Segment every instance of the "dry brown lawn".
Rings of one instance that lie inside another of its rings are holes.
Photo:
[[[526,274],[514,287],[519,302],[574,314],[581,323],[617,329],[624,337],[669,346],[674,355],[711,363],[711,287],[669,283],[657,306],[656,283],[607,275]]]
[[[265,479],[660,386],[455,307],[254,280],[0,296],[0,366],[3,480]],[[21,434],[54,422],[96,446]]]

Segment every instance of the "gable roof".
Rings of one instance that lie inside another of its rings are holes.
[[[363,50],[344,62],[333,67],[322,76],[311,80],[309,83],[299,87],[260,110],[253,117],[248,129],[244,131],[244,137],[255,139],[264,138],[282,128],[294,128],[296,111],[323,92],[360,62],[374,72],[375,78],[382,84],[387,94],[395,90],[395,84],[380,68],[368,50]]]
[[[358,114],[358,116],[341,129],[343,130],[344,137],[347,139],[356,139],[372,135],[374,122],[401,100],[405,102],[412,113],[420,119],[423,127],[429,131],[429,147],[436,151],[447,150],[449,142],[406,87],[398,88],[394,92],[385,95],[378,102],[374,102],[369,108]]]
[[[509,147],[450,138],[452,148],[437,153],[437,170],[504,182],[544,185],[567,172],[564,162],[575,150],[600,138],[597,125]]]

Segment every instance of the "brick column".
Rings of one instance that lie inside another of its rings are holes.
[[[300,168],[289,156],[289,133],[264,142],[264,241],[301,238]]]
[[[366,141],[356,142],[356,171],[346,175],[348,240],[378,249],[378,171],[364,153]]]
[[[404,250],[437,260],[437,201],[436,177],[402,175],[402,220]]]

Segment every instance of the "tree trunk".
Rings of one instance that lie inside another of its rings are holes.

══════════

Using the listing above, please repeat every entry exactly.

Segment every instance of the "dry brown lawn".
Rings of one instance that lie inside another of its rings are holes.
Photo:
[[[526,274],[514,287],[519,302],[574,314],[581,323],[617,329],[624,337],[669,346],[674,355],[711,363],[711,287],[669,283],[657,306],[656,283],[607,275]]]
[[[265,479],[660,386],[455,307],[254,280],[0,296],[0,366],[3,480]],[[21,434],[54,422],[96,446]]]

Segment every instance of the "gable roof".
Rings of one instance that lie inside another of its rings are holes.
[[[363,50],[344,62],[333,67],[322,76],[311,80],[309,83],[299,87],[260,110],[253,117],[248,129],[244,131],[244,137],[255,139],[264,138],[282,128],[294,128],[296,111],[323,92],[360,62],[374,72],[375,78],[382,84],[387,94],[395,90],[395,84],[380,68],[368,50]]]
[[[358,114],[358,116],[341,129],[343,130],[344,137],[347,139],[356,139],[372,135],[374,122],[401,100],[405,102],[412,113],[420,119],[423,127],[429,131],[429,147],[436,151],[447,150],[449,142],[406,87],[398,88],[394,92],[385,95],[378,102],[374,102],[369,108]]]
[[[509,147],[450,138],[452,148],[437,153],[437,170],[504,182],[544,185],[567,172],[564,162],[575,150],[600,138],[597,125]]]

Segment every instance of the "brick column".
Rings of one instance that lie inside another of its rings are holes.
[[[300,168],[289,156],[289,133],[264,142],[264,241],[301,238]]]
[[[366,141],[356,142],[356,171],[346,175],[348,240],[378,249],[378,171],[364,153]]]
[[[404,250],[437,260],[437,201],[436,177],[402,175],[402,220]]]

Segment every instance of the "tree trunk".
Rings of one instance that lie inside another of its rings are holes.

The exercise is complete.